Dataset records about object locations
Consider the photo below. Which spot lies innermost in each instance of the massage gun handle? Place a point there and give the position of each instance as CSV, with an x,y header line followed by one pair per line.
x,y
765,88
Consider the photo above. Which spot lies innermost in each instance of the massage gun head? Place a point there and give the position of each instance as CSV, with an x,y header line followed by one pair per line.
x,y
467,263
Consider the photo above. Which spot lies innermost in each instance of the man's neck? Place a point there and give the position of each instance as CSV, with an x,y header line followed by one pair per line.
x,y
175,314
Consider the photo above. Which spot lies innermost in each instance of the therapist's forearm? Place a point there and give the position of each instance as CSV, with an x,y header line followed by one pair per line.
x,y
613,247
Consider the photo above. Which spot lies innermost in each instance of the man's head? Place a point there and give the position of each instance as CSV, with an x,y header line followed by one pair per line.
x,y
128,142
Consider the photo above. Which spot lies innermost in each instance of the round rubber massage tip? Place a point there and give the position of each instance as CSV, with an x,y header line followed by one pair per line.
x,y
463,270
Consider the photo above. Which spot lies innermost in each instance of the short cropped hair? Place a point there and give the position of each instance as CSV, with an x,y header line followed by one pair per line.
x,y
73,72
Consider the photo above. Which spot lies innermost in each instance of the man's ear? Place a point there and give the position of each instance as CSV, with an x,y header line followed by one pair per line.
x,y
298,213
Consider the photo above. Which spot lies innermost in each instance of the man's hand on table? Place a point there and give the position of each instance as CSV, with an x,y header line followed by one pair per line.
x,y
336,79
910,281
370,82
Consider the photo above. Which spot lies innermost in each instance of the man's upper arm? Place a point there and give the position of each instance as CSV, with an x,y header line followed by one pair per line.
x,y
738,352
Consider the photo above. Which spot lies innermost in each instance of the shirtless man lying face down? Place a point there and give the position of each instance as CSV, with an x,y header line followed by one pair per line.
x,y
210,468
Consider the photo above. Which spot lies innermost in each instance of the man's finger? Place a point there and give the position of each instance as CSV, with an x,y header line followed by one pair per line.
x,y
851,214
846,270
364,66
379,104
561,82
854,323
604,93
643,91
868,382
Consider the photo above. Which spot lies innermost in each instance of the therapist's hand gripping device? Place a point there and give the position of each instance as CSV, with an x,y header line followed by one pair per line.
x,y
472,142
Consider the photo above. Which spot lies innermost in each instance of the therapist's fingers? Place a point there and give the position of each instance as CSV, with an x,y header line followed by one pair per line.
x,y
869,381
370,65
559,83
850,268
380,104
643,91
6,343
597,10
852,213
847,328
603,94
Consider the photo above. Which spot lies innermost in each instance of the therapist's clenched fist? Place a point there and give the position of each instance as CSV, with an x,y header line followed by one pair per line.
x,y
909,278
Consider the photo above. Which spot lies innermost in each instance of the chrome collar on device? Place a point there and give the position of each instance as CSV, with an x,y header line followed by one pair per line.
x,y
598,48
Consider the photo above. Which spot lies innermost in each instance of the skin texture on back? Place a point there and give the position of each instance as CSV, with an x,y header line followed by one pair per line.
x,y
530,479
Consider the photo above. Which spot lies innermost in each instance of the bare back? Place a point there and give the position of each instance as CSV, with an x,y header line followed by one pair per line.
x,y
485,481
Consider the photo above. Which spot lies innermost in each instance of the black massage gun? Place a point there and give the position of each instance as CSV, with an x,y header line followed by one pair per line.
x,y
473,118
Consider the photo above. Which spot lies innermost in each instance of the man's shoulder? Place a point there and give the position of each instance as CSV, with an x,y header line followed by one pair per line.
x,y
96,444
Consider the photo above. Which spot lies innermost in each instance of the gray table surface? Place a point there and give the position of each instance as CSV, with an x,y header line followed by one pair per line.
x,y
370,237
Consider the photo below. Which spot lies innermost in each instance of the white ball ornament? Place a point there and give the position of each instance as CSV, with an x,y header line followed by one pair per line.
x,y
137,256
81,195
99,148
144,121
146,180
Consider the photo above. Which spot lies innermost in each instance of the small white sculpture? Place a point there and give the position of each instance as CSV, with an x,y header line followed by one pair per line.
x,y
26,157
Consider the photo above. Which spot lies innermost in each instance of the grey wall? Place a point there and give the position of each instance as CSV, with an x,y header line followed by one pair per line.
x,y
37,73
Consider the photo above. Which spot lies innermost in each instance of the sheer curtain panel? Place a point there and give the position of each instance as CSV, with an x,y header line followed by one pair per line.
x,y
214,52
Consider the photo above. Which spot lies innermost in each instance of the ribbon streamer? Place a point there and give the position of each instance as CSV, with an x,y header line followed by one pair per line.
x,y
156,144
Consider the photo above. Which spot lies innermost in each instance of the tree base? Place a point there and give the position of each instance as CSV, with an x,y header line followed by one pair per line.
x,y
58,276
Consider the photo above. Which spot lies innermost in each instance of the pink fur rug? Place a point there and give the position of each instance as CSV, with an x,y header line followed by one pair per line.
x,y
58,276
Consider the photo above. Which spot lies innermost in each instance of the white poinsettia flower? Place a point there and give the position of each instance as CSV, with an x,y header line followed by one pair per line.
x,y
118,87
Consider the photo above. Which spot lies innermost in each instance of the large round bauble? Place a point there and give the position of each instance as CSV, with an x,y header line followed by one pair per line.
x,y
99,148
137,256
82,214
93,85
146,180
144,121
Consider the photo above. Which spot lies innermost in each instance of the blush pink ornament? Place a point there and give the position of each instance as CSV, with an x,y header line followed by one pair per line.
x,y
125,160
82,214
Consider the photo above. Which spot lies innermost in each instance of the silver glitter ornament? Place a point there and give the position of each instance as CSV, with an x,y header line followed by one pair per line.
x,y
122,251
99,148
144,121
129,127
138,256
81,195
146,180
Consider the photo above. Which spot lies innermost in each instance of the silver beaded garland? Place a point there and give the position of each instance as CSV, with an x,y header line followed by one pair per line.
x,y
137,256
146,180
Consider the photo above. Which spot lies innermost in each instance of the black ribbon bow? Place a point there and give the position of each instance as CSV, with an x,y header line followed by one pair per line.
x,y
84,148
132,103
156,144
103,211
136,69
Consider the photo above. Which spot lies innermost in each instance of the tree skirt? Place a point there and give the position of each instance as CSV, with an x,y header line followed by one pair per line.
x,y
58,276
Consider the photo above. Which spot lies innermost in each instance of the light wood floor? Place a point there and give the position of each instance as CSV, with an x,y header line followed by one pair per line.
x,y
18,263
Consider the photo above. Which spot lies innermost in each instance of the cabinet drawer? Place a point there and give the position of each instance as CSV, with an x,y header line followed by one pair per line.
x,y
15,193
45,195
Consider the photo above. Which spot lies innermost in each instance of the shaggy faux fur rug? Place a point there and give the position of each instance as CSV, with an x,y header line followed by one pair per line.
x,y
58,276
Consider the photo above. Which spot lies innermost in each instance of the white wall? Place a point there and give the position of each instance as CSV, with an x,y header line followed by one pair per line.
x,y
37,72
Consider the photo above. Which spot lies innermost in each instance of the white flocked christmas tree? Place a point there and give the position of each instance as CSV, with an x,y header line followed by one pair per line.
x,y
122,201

WORK TO DO: From the line containing "of the light" down to the last line, reproduce the records exactly. Include both ends.

ANSWER TO THIS TASK:
Consider the photo above. Which spot lies innermost in each instance of the light wood floor? Place a point there and give the position of each instance as CSV, with an x,y header line followed by one pair per line.
x,y
18,263
Consider the photo above. Which spot lies innermost in each instance of the cabinet drawer? Place a point there and give the position of each instance as CSV, with an x,y header line followed by one pair per line.
x,y
15,193
45,195
Consider the photo above. Which spot lies innermost in each instance of the shaggy faux fur rug? Place a point there and give the position of each instance as CSV, with an x,y header line followed by one pair per line.
x,y
58,276
Consider the photo above. Which spot lies innermost in each instance of the white wall? Place a point there and give the position of each instance as CSV, with an x,y header line followed by one pair per line.
x,y
37,72
Consider the photo above. Which spot lies innermost in each instance of the white flocked christmas tree? Place a point there and give the position of each instance as CSV, with an x,y header line followed by one pair per line.
x,y
122,201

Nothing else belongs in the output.